**TASK DESCRIPTION:** Format every line of the records below as a JSON list of strings, one string per line, with blank lines omitted. Leave the pictures out of the answer.

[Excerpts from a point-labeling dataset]
************

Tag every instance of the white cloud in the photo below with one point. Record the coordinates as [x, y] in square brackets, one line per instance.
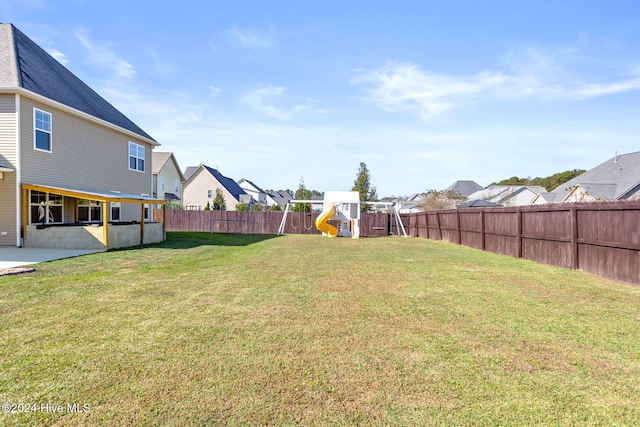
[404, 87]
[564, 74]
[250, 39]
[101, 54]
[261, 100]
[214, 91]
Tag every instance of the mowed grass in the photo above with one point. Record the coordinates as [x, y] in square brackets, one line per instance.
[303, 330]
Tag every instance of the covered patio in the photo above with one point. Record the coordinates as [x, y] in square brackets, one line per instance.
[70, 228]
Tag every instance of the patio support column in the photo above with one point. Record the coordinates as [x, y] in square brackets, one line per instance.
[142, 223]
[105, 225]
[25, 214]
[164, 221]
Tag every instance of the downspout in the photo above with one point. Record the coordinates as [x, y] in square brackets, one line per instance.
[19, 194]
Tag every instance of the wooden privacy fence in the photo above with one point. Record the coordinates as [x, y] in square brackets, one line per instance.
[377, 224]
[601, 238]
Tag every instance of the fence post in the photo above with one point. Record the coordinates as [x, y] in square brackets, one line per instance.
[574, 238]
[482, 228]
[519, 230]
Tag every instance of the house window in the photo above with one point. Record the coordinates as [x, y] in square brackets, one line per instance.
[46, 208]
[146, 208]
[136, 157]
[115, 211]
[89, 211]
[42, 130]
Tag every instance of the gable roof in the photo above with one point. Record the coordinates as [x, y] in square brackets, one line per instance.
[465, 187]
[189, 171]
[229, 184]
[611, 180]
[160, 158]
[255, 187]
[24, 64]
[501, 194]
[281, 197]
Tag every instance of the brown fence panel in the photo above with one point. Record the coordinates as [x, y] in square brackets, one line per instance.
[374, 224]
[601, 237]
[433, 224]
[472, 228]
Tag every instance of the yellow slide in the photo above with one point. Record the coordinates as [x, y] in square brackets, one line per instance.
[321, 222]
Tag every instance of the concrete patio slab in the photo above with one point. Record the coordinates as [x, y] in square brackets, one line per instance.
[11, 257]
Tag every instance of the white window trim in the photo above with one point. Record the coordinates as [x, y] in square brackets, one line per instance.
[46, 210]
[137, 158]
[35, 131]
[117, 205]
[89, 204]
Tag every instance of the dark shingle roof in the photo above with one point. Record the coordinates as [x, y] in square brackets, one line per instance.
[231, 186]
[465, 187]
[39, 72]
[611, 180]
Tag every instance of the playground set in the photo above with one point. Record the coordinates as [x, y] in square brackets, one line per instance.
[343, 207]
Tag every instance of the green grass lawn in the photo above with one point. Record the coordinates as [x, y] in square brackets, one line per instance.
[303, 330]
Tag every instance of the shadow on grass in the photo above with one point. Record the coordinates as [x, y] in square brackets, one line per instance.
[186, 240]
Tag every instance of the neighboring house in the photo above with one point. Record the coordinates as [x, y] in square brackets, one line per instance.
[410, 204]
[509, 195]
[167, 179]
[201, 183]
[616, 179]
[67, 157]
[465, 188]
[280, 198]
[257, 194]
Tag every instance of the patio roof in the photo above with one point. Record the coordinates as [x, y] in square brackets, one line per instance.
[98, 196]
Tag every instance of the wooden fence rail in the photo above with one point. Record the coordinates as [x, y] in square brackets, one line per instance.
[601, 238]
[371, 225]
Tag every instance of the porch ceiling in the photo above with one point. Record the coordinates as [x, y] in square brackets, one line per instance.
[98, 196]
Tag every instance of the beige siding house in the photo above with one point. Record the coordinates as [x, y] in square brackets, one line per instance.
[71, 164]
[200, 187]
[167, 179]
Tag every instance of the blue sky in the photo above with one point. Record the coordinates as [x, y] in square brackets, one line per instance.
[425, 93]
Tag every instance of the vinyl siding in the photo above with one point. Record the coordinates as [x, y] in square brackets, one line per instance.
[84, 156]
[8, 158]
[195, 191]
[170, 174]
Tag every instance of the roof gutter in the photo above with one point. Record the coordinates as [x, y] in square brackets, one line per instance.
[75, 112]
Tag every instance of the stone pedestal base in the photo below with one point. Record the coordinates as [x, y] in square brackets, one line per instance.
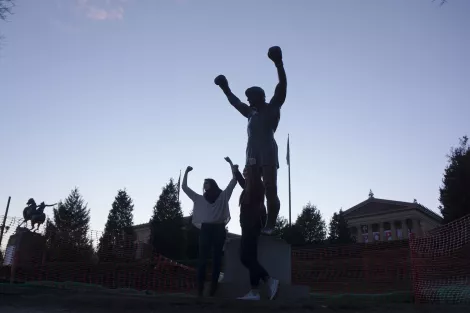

************

**FULL OUTPUT:**
[
  "Tag every instance of the white cloud in the photo below with one point. Record the coordinates as [x, y] in square brackets, one line per instance.",
  "[404, 87]",
  "[564, 74]",
  "[250, 39]",
  "[101, 54]",
  "[261, 100]",
  "[214, 91]",
  "Tag every instance of the mowed grass in the photo above with one point. Record the coordinates as [x, y] in square brackets, one line per instance.",
  "[303, 330]",
  "Tag every instance of the covered patio in the photo above with one point. Record the coordinates as [x, y] in square brackets, one line per instance.",
  "[70, 228]",
  "Tag every instance of the patio support column in the photo above with one point. Record the coordinates as [x, y] in square brackets, one line per instance.",
  "[142, 223]",
  "[105, 225]",
  "[25, 214]",
  "[164, 221]",
  "Tag every instance of the downspout in the photo above with one point. Record the coordinates as [x, y] in square brackets, one line per instance.",
  "[19, 194]",
  "Tag every instance of the wooden privacy fence in the photo above with one point. Record the coordinates as [x, y] in square brackets, one line per instance.",
  "[377, 224]",
  "[601, 238]",
  "Tag every instance of the fence post in the photo above with one point. Record the coordinates as [x, y] in square brackets, one line per instance.",
  "[574, 238]",
  "[482, 228]",
  "[519, 230]",
  "Tag every instance of the house window in the photo above with one point. Record the coordinates as [x, y] in square brackets, one line per instance.",
  "[46, 208]",
  "[146, 208]",
  "[136, 157]",
  "[115, 211]",
  "[89, 211]",
  "[42, 130]",
  "Tag every instance of the gable roof in the photo above with one point. Record the coordinates as [x, y] in square brackets, one line per instance.",
  "[465, 187]",
  "[189, 171]",
  "[229, 184]",
  "[611, 180]",
  "[160, 158]",
  "[255, 187]",
  "[24, 64]",
  "[501, 194]",
  "[281, 197]",
  "Tag every instance of the brown fence panel in the photo above with one point. Record the coordinates as [x, y] in square brackets, one line per instance.",
  "[374, 224]",
  "[601, 237]",
  "[433, 224]",
  "[472, 228]",
  "Tag every instance of the yellow slide in the photo above with one point. Record the coordinates as [x, y] in square brackets, one line per instance.",
  "[321, 222]",
  "Tag every instance of the concrete patio slab in the photo above with one point. Record the coordinates as [x, y] in square brackets, one line per instance.",
  "[11, 257]",
  "Tag every instance of the white window trim in the photo above with one point. Record the coordinates as [x, y] in square brackets, one line per instance.",
  "[46, 210]",
  "[137, 158]",
  "[35, 131]",
  "[117, 205]",
  "[89, 204]",
  "Tag every instance of the dark shingle roof in the photo above with one point. Record the coordinates as [x, y] in square brackets, one line per instance.",
  "[231, 186]",
  "[465, 187]",
  "[39, 72]",
  "[611, 180]",
  "Tag every instance of the playground set in the photo above with one point. Record the coordinates as [x, y] in square brackets, one line per instance.",
  "[343, 207]",
  "Tag every instance of the green grass lawn in the photo above with one point. Record the coordinates as [x, y] in square brackets, one line per instance.",
  "[303, 330]",
  "Tag every instance of the shadow on grass in the photo above with one point. Record the coordinates as [x, y] in square brackets, one line per instance.",
  "[186, 240]",
  "Tag every instance of the neighboring house in the photo above with one point. Record the coordinates as [x, y] in square brackets, one line per instance.",
  "[410, 204]",
  "[509, 195]",
  "[167, 179]",
  "[201, 183]",
  "[616, 179]",
  "[67, 157]",
  "[465, 188]",
  "[280, 198]",
  "[257, 194]",
  "Tag every instance of the patio roof in the photo above with one point. Record the coordinates as [x, y] in square brackets, one line per instance.",
  "[98, 196]",
  "Tag every instance of the wooden fence rail in the photo above with one point. Record the coordinates as [x, y] in square brackets, one line per instance.",
  "[601, 238]",
  "[371, 225]",
  "Tag every instance of the porch ceiling in the photo above with one point. Record the coordinates as [x, y] in square brackets, one line per instance.",
  "[98, 196]",
  "Tag every instance of the beige siding house in the photo above with one point. Record the coordinates as [x, y] in square brackets, one line per instance.",
  "[71, 164]",
  "[200, 187]",
  "[167, 179]",
  "Tag every instance of the blue sky in the photo above with one point. Record the coordinates as [x, y] in square brackets, one line per instance.",
  "[425, 93]",
  "Tag every instance of the vinyl siding in the photo above with one point. Record the coordinates as [x, y] in square brackets, one line per instance.",
  "[84, 156]",
  "[8, 158]",
  "[195, 191]",
  "[170, 174]",
  "Tag every instance of the roof gutter in the photo above with one point. Record the coordinates as [x, y] in square brackets, one line per instance.",
  "[75, 112]",
  "Tag every instance of the stone pedestal base in the photo below with one point. Record the coordinates as [x, y] in square brackets, one line per instance."
]